_Written instruction_. Print all the entries verbatim.

_Extracted entries_.
--- BEGIN ---
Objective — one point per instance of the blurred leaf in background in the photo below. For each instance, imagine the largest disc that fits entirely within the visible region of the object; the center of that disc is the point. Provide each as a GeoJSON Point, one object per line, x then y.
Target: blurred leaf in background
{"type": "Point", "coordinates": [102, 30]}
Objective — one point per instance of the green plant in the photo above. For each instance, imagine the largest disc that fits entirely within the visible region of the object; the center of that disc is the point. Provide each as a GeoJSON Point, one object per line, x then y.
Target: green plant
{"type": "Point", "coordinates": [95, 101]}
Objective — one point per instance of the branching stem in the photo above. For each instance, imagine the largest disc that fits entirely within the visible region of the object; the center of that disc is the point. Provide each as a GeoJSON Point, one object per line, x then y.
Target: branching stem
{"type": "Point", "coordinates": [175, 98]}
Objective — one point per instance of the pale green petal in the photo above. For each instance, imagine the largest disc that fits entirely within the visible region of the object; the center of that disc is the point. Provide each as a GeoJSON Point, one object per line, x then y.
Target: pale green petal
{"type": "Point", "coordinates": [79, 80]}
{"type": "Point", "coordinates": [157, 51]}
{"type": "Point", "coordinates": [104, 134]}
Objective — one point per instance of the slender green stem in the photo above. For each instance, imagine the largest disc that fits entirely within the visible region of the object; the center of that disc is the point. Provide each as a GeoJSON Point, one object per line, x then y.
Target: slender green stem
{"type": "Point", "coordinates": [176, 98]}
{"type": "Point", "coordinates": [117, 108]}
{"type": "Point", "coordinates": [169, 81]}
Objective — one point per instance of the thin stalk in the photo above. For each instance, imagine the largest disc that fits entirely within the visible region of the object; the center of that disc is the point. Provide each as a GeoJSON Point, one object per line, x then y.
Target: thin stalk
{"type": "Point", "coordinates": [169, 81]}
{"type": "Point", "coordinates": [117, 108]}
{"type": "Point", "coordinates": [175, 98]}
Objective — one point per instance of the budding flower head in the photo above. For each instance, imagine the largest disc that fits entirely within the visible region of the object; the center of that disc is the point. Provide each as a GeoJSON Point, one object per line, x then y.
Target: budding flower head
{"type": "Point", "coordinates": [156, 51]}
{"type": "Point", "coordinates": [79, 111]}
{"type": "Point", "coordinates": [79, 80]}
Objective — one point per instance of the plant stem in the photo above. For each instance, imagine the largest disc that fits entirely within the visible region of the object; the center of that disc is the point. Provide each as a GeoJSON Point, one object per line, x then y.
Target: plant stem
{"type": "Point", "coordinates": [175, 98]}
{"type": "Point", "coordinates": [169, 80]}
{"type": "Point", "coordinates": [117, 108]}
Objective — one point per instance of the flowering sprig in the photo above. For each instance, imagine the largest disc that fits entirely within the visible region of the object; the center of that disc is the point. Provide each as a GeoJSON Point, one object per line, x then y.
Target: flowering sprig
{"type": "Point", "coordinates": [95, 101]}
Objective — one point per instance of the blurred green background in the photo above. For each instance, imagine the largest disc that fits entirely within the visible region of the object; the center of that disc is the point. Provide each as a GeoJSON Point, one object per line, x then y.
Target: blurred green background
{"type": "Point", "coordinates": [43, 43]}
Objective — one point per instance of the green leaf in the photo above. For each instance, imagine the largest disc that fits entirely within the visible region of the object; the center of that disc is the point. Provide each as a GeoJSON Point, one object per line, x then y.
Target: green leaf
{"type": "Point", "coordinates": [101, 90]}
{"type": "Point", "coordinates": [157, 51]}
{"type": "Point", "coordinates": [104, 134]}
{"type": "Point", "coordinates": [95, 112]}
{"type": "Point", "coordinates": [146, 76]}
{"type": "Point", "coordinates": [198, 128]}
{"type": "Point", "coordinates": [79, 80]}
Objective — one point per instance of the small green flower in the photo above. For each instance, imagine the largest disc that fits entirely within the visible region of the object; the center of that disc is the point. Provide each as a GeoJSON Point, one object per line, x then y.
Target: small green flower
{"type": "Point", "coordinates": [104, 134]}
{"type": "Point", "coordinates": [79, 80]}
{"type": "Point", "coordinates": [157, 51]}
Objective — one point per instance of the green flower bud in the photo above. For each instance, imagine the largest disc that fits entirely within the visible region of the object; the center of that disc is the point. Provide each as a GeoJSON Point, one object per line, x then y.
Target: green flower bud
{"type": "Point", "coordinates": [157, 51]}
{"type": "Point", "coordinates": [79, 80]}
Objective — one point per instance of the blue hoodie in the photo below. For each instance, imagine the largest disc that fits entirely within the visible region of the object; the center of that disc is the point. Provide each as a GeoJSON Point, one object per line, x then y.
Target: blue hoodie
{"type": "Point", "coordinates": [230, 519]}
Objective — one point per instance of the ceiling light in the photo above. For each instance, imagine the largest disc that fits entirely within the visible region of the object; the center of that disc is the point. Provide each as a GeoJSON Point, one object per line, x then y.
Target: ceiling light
--- END ---
_Exercise solution_.
Objective — one point per instance of the blurred leaf in background in the photo below. For each instance, imagine the largest disc that fits entirely within the visible region of the object; the center of that disc is the point. Provide each as a GeoJSON Point, one object per line, x then y.
Target: blurred leaf in background
{"type": "Point", "coordinates": [102, 30]}
Objective — one point per instance of the green plant in the photo above. For each instance, imagine the largest disc that fits entirely within the visible region of the object; the center of that disc is the point. Provide each as a GeoJSON Point, one object per line, x then y.
Target: green plant
{"type": "Point", "coordinates": [95, 101]}
Objective — one point per instance of the branching stem in the photo above. For each instance, imagine the largest disc that fits entirely within the visible region of the object; the center of that disc is the point. Provide each as a GeoJSON Point, one object per line, x then y.
Target: branching stem
{"type": "Point", "coordinates": [175, 98]}
Objective — one point per instance of the pale green petal in the photo above. For each instance, imagine the largest disc that fits entirely within the visible region of the object; the center of that disc is the point. Provide each as a GeoJSON Point, one object per line, x then y.
Target: pale green petal
{"type": "Point", "coordinates": [79, 80]}
{"type": "Point", "coordinates": [157, 51]}
{"type": "Point", "coordinates": [104, 134]}
Objective — one point per instance of the slender green stem in the photo above. For each instance, imagine the largest disc that fits entirely within the visible region of the object; the center of that disc is the point. Provide each as a GeoJSON Point, one object per line, x then y.
Target: slender green stem
{"type": "Point", "coordinates": [176, 98]}
{"type": "Point", "coordinates": [117, 108]}
{"type": "Point", "coordinates": [169, 81]}
Objective — one point per instance of the thin stalk in the photo above. For each instance, imagine the largest disc that fits entirely within the visible region of the object; the center of that disc is the point. Provide each as a GeoJSON Point, one object per line, x then y.
Target: thin stalk
{"type": "Point", "coordinates": [169, 81]}
{"type": "Point", "coordinates": [117, 108]}
{"type": "Point", "coordinates": [175, 98]}
Objective — one point per instance of the budding flower head in the photo above. For each instance, imagine the largest disc that fits entirely within the visible region of the object; the center of that disc is the point. Provide each as a GeoJSON Point, one object per line, x then y.
Target: budding flower head
{"type": "Point", "coordinates": [156, 51]}
{"type": "Point", "coordinates": [79, 111]}
{"type": "Point", "coordinates": [79, 80]}
Objective — one point per instance of the plant stem in the photo above. For each instance, imagine the largest disc that fits entirely within the visible region of the object; the center of that disc is the point. Provide each as a GeoJSON Point, one object per line, x then y.
Target: plant stem
{"type": "Point", "coordinates": [175, 98]}
{"type": "Point", "coordinates": [169, 80]}
{"type": "Point", "coordinates": [117, 108]}
Objective — one point per instance of the flowering sprig in the photo above. For each instance, imagine the largest disc that fits entirely within the visible region of the object; the center of that disc is the point. Provide each as a GeoJSON Point, one object per line, x then y.
Target: flowering sprig
{"type": "Point", "coordinates": [95, 101]}
Objective — one point per instance of the blurred green background in the photo above. For each instance, imagine the largest disc that fits entirely within the visible region of the object; the center of that disc is the point. Provide each as a GeoJSON Point, one object per line, x then y.
Target: blurred green background
{"type": "Point", "coordinates": [43, 43]}
Objective — one point per instance of the green leaf in the photo above. For each instance, imagine the largest disc that fits entirely within the visible region of the object; the center of that disc is the point. Provide each as a GeoJSON Point, one object per line, x then y.
Target: green leaf
{"type": "Point", "coordinates": [101, 90]}
{"type": "Point", "coordinates": [157, 51]}
{"type": "Point", "coordinates": [104, 134]}
{"type": "Point", "coordinates": [95, 112]}
{"type": "Point", "coordinates": [146, 76]}
{"type": "Point", "coordinates": [198, 128]}
{"type": "Point", "coordinates": [79, 80]}
Objective — one point per instance of the small green flower in the photo above. For each instance, imagine the largest disc that fits entirely within the visible region of the object; the center of that disc is the point. Provide each as a GeoJSON Point, one object per line, x then y.
Target: small green flower
{"type": "Point", "coordinates": [104, 134]}
{"type": "Point", "coordinates": [79, 80]}
{"type": "Point", "coordinates": [157, 51]}
Objective — one point per instance of the green flower bud in the photo above. For each instance, imagine the largest disc that fits entirely within the visible region of the object; the center of that disc is the point. Provide each as a GeoJSON Point, one object per line, x then y.
Target: green flower bud
{"type": "Point", "coordinates": [157, 51]}
{"type": "Point", "coordinates": [79, 80]}
Objective — one point per instance of the blue hoodie in the photo below. For each instance, imagine the largest disc that fits entirely within the visible region of the object; the center of that disc is the point. Provide each as a GeoJSON Point, one object per line, x then y.
Target: blue hoodie
{"type": "Point", "coordinates": [230, 519]}
Objective — one point per instance of the ceiling light in the photo above. For each instance, imagine the largest disc that fits entirely within the visible region of the object; the center of that disc is the point. Provide each as a GeoJSON Point, one object per line, x then y.
Target: ceiling light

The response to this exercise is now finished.